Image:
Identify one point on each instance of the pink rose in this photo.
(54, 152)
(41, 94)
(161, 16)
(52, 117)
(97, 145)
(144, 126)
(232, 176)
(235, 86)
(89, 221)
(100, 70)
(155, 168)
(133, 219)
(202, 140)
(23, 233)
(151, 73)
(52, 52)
___
*WHAT YOU SHOULD DO:* Update the material by replacing "pink rose" with "red rose" and leave everything else as it is.

*REPLY TO THE EXERCISE:*
Image:
Identify one point on each instance of the red rose in this photo.
(54, 152)
(41, 94)
(161, 16)
(52, 117)
(97, 145)
(144, 126)
(232, 176)
(235, 86)
(89, 221)
(100, 70)
(155, 168)
(133, 219)
(202, 140)
(23, 233)
(151, 73)
(52, 52)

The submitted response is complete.